(Excerpt)

ABC News: 29 April 2014
Five hundred days after Laos’ most prominent civil rights advocate went missing at a traffic police checkpoint in the capital Vientiane, his wife said Tuesday she remains completely in the dark about what happened to him.
Sombath Somphone’s disappearance was recorded on closed circuit television. The footage shows the activist being escorted by two men to a pickup truck and driven away.
But Laos has released scant information, and Sombath’s disappearance has sent a chilling message to civil society in the one-party state.
His Singapore-born wife, Ng Shui-Meng, is visiting Washington to urge the Obama administration and Congress to press the Lao government to resolve the case which she said has hurt the image of the Southeast Asian nation where she’s lived for more than 30 years.
Sombath championed young people’s participation in development and in 2005 won the Magsaysay Award, Asia’s equivalent of the Nobel Peace Prize. But there’s been a news blackout about his case inside Laos, where media is state-controlled.
“I’m completely in the dark 500 days after he was abducted,” Shui-Meng told reporters. “It seems a wall of silence has fallen in the country.”
The government has denied its security apparatus were involved in the Dec. 15, 2012, disappearance. It has said that Sombath could have been kidnapped because of personal or business conflict.
Despite appeals from the U.S. and other Western nations for more information, the government has been largely silent about what it says is an ongoing investigation. It has rejected offers of technical assistance that might make it possible to decipher the license plates of vehicles caught on the closed-circuit TV footage.
The Lao Embassy in Washington did not respond Tuesday to a request for comment
“For me, I’m not interested in who has taken Sombath. I’m interested in getting him home,” said Shui-Meng, a former UNICEF official. Sombath was diagnosed as suffering the early stages of prostate cancer shortly before his disappearance, adding to her concern for his welfare.
Shui-Meng, who said she will be meeting with White House staff, urged President Barack Obama to issue a statement on the case, to help persuade the Lao government that’s “in the best interest of the country” to resolve it as quickly as possible as it looks to expand its political and economic engagement with the international community.
She also advocated more international attention on Laos’s struggling civil society groups, but pushed backed against suggestions that donor nations should exert more pressure by threatening to cut development aid.
“Knowing Sombath and knowing what he stood for and worked for, he would be the last one to advocate for the cutting of any program that would have a negative impact on the livelihoods and lives of the people,” said Shui-Meng, who still lives in Laos and directs a ‘fair trade’ business selling village handicrafts.

(End Excerpt)
(Given information)

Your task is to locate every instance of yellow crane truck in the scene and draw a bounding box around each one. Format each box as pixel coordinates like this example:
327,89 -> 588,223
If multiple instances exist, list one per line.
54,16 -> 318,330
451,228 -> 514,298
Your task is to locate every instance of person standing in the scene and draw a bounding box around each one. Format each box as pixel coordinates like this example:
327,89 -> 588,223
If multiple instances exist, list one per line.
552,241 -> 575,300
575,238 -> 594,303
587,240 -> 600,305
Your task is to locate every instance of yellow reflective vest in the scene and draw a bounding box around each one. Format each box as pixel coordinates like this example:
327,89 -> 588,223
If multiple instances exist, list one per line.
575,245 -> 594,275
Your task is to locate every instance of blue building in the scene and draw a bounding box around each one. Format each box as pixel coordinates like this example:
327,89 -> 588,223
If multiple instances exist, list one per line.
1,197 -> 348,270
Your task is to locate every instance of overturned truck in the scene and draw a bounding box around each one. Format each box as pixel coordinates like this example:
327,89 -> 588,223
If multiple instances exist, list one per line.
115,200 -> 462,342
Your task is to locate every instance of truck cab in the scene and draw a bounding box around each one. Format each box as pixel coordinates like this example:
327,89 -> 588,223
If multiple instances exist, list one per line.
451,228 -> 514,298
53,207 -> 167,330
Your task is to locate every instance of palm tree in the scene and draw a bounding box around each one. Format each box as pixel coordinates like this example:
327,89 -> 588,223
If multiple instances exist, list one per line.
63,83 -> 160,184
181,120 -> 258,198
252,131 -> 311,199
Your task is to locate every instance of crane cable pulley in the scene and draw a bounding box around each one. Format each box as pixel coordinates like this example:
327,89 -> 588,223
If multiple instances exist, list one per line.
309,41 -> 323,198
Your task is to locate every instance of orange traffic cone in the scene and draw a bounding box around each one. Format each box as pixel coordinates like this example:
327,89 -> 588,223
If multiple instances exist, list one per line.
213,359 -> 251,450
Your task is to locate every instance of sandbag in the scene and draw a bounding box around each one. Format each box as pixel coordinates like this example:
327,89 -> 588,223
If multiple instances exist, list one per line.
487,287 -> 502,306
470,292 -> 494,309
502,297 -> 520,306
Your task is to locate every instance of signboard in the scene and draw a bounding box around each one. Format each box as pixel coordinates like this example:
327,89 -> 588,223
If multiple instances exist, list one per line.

(End Given information)

> **Exercises**
A - According to the article, in what year did Sombath Somphone win the Magsaysay Award?
B - Reproduce the passage of the article that starts at the words "But Laos has" and stops after "than 30 years.".
The items come from a separate source.

> **Written answers**
A - 2005

B -
But Laos has released scant information, and Sombath’s disappearance has sent a chilling message to civil society in the one-party state.
His Singapore-born wife, Ng Shui-Meng, is visiting Washington to urge the Obama administration and Congress to press the Lao government to resolve the case which she said has hurt the image of the Southeast Asian nation where she’s lived for more than 30 years.